BEGIN Data for analysis

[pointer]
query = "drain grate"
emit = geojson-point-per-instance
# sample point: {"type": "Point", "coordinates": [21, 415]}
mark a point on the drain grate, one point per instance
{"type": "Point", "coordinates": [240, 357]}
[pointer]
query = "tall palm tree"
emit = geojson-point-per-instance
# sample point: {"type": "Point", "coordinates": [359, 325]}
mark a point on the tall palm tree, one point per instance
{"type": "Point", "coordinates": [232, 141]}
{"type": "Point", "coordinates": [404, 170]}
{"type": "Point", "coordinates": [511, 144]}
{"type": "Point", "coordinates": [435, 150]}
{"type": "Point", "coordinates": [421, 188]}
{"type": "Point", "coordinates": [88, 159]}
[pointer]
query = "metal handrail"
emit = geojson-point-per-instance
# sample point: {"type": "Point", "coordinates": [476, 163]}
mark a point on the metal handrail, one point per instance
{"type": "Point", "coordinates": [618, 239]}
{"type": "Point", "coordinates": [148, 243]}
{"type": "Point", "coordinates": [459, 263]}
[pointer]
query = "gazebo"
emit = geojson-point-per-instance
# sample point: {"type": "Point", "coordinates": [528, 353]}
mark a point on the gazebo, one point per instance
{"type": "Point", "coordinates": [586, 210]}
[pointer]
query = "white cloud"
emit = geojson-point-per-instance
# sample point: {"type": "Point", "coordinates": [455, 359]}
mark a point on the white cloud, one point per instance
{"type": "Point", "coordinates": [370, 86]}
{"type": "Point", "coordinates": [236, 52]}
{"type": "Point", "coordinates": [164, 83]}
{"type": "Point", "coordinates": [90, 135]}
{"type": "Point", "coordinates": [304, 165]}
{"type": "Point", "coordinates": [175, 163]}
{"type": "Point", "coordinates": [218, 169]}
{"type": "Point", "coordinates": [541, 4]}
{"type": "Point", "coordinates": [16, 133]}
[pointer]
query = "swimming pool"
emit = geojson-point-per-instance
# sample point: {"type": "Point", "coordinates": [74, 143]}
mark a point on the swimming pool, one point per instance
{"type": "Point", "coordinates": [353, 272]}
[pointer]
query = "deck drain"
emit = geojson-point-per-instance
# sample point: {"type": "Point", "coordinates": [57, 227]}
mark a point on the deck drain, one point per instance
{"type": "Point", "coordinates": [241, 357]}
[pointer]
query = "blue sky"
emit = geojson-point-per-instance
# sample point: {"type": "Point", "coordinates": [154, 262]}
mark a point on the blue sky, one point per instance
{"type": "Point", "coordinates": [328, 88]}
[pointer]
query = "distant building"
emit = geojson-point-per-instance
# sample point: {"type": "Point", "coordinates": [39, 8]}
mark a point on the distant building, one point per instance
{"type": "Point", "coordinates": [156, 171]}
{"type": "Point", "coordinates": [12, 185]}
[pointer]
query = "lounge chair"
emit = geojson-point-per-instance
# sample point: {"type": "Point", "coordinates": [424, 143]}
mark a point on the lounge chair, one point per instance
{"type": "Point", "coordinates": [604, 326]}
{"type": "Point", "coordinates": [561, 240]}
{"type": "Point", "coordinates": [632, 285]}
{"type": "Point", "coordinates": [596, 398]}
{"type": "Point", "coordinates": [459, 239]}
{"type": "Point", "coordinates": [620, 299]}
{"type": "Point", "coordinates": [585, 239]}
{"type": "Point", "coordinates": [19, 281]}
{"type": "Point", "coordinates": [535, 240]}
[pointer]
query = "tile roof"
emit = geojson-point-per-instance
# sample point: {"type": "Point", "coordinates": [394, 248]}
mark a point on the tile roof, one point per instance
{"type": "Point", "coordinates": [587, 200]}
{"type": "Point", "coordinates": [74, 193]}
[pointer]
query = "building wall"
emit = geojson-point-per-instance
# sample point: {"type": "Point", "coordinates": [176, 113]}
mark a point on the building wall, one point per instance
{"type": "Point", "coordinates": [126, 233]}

END Data for analysis
BEGIN Data for analysis

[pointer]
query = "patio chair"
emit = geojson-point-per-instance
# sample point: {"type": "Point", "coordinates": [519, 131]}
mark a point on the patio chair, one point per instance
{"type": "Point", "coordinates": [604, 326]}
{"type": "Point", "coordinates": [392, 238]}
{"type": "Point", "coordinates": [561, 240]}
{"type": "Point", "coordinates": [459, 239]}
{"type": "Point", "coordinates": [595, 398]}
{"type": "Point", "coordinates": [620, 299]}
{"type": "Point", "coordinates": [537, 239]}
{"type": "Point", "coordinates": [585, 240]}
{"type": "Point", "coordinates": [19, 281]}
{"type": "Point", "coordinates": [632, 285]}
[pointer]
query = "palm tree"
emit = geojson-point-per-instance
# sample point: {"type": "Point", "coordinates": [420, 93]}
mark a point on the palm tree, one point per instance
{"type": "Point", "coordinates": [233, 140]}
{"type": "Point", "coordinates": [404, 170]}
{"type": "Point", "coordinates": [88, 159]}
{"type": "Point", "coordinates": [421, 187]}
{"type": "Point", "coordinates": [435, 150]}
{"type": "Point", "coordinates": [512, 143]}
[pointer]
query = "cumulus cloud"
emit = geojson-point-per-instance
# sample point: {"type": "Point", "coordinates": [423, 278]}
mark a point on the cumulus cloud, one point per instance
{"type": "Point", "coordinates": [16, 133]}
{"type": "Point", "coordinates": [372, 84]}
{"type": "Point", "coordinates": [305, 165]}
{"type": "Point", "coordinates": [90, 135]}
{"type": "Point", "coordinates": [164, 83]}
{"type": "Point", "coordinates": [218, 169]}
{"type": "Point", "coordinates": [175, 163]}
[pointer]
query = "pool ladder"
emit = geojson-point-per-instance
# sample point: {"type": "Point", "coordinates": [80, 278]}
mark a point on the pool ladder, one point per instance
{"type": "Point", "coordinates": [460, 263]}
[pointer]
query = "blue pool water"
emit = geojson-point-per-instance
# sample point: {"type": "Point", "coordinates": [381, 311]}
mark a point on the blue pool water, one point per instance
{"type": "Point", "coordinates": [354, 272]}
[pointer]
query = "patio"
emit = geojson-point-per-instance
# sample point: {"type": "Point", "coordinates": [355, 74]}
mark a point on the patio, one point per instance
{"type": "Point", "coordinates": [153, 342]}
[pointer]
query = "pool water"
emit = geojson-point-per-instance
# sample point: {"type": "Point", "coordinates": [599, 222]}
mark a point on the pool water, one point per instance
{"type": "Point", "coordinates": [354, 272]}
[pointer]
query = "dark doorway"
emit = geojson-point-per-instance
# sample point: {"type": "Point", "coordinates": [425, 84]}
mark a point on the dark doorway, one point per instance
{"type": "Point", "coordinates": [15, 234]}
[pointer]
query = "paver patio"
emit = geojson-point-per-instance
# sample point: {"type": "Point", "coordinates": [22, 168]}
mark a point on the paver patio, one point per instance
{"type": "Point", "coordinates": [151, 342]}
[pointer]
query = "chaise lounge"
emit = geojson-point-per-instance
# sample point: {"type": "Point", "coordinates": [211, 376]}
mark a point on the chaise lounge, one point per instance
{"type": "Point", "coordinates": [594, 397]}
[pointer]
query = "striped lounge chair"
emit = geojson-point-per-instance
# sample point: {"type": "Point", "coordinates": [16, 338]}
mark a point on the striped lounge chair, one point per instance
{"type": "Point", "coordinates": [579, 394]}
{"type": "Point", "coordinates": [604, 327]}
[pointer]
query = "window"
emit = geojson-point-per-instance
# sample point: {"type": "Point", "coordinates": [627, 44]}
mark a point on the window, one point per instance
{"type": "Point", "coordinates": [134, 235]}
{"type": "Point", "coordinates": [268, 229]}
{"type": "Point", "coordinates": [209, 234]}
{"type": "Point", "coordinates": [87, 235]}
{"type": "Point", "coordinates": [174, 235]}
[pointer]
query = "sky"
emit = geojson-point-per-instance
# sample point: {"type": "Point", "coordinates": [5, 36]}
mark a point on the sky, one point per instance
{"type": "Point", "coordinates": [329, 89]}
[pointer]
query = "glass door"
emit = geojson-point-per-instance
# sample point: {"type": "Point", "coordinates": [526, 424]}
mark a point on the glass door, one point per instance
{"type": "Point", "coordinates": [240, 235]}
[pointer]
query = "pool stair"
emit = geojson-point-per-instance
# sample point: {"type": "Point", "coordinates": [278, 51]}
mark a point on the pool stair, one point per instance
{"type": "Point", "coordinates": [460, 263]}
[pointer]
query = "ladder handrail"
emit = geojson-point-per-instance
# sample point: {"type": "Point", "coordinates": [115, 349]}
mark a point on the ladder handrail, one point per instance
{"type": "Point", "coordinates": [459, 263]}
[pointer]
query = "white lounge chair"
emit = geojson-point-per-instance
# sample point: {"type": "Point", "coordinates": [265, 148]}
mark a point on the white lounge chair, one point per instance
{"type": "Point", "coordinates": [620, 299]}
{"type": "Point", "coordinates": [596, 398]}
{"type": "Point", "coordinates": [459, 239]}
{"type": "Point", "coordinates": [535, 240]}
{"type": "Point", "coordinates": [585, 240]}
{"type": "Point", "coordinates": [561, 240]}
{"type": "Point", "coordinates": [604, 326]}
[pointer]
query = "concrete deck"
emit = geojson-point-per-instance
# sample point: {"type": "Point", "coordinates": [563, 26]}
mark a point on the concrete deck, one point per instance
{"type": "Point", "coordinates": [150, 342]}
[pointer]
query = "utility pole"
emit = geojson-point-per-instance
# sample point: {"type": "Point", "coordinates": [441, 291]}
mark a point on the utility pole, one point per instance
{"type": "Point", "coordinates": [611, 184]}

END Data for analysis
BEGIN Data for analysis

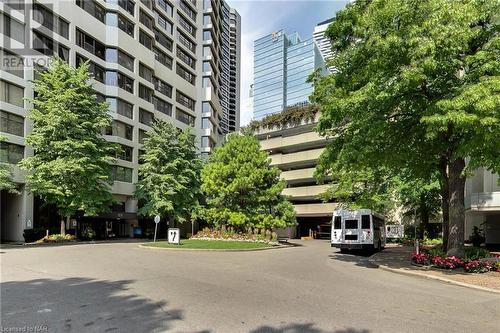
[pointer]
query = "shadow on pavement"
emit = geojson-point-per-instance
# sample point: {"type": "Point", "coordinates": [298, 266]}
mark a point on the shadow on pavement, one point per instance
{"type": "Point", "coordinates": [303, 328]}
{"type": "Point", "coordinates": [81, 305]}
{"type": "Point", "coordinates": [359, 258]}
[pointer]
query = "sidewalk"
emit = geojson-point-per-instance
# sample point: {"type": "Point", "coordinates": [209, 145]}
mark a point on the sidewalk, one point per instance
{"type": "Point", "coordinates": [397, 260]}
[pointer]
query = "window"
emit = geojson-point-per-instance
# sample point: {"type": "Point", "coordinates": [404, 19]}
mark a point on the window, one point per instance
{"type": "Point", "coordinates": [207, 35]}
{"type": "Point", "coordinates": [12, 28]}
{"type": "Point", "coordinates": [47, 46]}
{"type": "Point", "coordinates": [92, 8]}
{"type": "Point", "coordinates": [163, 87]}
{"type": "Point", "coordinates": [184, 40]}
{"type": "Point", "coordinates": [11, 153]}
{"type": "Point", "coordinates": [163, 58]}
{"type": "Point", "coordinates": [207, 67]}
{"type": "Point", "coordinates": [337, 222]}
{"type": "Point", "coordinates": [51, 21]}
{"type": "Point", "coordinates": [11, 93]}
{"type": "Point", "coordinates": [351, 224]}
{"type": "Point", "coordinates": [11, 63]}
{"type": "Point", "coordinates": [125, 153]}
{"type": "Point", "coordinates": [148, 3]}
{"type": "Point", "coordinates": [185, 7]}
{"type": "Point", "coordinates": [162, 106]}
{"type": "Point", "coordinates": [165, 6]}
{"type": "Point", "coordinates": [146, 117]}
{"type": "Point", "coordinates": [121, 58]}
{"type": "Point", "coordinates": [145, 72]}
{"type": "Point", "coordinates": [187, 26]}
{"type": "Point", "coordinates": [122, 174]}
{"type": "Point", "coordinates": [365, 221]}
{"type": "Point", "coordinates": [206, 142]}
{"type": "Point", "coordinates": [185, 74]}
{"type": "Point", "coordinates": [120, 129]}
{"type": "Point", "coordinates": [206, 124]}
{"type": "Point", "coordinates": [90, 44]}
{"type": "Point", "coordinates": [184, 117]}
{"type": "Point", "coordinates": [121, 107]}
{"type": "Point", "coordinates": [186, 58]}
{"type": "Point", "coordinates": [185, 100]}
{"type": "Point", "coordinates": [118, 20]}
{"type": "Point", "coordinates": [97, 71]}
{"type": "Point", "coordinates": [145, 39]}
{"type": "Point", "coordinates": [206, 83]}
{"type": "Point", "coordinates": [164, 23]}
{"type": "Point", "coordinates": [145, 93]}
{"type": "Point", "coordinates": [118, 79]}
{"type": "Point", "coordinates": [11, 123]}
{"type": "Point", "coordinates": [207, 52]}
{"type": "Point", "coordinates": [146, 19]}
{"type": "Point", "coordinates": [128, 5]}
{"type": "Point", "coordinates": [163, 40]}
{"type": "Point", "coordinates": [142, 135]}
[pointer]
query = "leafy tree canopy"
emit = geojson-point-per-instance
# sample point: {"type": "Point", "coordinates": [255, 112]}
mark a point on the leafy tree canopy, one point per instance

END Data for analysis

#### Task description:
Within the entries above, find the string "leafy" and return each line that holds it.

#### Your solution:
query = "leafy tree canopy"
mark a point on the leafy tree canopy, one point per instance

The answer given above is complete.